Dataset excerpt:
____________
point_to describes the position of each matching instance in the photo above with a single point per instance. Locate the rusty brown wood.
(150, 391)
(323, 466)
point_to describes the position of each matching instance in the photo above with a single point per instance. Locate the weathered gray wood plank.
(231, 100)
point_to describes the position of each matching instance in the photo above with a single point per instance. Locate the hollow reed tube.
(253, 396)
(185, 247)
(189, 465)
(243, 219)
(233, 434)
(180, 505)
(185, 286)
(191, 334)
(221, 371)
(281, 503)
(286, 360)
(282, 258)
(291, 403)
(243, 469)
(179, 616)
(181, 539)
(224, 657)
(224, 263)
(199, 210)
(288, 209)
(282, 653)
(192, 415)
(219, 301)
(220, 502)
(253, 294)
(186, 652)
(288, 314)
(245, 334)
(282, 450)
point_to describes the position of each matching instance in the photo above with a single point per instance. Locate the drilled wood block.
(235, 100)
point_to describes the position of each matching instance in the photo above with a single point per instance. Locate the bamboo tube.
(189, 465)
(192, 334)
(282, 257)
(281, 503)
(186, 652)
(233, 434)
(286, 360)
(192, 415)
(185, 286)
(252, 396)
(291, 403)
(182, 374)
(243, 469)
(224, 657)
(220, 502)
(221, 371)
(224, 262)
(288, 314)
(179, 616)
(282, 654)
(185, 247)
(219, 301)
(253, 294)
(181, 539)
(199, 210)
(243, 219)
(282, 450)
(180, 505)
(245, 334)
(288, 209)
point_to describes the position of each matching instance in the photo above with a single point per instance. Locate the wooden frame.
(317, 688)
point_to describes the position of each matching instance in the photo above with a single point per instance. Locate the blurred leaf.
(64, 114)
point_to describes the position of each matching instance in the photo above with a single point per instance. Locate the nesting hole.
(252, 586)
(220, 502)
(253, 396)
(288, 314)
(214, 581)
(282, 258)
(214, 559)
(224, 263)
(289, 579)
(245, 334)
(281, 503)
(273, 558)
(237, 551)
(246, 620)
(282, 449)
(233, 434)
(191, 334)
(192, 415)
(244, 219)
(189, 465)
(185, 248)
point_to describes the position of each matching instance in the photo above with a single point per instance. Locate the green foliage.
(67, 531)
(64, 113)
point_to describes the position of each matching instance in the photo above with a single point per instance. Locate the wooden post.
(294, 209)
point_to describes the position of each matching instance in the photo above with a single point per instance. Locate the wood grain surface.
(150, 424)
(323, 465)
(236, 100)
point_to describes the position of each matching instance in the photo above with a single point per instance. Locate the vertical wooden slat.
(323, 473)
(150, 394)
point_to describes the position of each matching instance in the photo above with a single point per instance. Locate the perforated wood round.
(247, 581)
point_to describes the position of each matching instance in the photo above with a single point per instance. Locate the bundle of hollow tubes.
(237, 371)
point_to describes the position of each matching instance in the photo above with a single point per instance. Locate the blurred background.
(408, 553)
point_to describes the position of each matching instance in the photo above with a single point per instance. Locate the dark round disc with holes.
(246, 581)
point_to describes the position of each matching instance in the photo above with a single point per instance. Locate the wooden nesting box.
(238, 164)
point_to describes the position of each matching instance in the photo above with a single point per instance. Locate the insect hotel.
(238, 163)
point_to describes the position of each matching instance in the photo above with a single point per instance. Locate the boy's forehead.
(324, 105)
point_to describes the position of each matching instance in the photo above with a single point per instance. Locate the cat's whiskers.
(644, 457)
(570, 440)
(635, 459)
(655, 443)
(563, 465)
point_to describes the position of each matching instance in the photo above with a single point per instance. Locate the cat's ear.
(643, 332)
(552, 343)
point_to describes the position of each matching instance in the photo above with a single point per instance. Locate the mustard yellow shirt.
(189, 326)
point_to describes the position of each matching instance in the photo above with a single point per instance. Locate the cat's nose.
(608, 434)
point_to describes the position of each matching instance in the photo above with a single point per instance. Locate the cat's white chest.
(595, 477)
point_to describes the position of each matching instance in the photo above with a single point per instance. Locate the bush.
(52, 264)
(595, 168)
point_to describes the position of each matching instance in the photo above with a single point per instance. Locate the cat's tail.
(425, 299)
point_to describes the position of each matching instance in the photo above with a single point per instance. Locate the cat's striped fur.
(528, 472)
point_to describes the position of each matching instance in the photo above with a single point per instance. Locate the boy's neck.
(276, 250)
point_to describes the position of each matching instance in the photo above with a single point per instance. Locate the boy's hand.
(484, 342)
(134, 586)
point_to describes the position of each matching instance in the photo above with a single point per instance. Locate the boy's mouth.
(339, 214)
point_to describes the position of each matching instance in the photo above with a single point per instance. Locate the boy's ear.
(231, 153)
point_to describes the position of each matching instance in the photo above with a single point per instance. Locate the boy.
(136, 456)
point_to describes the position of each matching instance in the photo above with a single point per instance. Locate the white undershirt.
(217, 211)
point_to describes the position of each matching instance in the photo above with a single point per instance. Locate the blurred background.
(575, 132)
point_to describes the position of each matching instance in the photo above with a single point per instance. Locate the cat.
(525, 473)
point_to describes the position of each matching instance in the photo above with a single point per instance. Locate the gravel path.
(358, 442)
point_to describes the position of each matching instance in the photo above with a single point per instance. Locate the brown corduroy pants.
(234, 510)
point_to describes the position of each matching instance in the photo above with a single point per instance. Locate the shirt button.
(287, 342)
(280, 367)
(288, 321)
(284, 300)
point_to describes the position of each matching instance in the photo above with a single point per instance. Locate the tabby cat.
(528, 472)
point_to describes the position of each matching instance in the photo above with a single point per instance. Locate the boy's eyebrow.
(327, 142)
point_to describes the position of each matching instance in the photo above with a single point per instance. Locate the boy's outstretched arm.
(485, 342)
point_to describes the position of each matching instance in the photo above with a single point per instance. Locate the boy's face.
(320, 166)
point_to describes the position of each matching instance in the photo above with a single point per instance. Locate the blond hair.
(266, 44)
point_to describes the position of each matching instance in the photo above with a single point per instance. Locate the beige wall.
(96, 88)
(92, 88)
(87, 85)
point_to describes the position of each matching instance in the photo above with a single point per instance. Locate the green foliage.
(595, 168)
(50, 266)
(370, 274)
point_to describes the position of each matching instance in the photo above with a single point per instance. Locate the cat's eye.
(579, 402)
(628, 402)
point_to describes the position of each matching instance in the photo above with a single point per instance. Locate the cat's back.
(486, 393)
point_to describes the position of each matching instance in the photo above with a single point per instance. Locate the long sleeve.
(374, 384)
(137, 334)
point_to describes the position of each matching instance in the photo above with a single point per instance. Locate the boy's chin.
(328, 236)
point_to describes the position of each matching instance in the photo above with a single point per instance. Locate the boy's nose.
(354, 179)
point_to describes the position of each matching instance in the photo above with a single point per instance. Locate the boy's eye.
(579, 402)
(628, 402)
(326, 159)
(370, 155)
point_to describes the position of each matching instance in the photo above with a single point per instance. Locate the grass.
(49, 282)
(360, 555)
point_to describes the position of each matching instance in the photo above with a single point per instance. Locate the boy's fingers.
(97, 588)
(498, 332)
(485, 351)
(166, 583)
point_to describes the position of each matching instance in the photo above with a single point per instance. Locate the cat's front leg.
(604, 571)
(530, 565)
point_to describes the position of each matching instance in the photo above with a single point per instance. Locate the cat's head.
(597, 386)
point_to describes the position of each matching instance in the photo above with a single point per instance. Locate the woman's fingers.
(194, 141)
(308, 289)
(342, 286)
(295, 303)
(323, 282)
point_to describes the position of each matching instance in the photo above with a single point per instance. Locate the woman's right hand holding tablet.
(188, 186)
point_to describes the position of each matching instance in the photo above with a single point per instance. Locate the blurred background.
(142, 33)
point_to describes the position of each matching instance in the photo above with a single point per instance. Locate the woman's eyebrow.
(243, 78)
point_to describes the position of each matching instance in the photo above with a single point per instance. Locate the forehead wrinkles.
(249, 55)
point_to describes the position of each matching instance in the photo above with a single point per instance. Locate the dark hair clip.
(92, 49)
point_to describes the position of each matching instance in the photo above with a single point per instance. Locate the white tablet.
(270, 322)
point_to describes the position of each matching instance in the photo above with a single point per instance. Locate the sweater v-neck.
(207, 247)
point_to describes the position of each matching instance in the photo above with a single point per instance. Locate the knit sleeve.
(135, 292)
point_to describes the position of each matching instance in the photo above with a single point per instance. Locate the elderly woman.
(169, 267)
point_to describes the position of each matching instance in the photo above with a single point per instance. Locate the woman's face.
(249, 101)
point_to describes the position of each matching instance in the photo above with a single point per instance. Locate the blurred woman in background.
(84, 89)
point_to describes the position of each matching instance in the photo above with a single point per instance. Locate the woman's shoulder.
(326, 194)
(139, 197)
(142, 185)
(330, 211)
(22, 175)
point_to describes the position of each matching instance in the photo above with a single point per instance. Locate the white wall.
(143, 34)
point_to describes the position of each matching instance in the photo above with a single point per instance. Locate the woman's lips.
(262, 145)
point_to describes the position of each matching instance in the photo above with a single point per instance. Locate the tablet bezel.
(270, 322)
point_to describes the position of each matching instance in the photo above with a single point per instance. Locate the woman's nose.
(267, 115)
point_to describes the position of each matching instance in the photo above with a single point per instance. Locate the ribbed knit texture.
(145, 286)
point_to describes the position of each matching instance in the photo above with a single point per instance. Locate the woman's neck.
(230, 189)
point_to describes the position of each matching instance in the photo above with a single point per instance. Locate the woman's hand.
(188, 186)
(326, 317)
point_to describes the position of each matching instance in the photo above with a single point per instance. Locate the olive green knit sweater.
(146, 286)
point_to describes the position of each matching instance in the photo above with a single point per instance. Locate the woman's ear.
____________
Direction: Find "the tablet bezel." in the data above, then repeat that line and all lines after it exactly, ending with the final line.

The completed task:
point_to describes the position of each matching instance in the photo above with a single point per instance. Locate the tablet bezel.
(270, 322)
point_to describes the position of each matching instance in the photo above with a single point per instance. Locate the woman's nose.
(267, 115)
point_to describes the position of each matching instance in the photo above with a single point per instance. Locate the ribbed knit texture.
(145, 286)
point_to describes the position of each matching instance in the photo above with a single point per instance. Locate the woman's neck.
(230, 189)
point_to describes the position of each matching instance in the photo above with a single point per instance. Locate the woman's hand.
(188, 186)
(326, 317)
point_to describes the position of each matching instance in the photo above with a single point per instance. Locate the olive green knit sweater.
(146, 286)
point_to describes the position of each matching instance in the photo above with a single point per instance. Locate the woman's ear.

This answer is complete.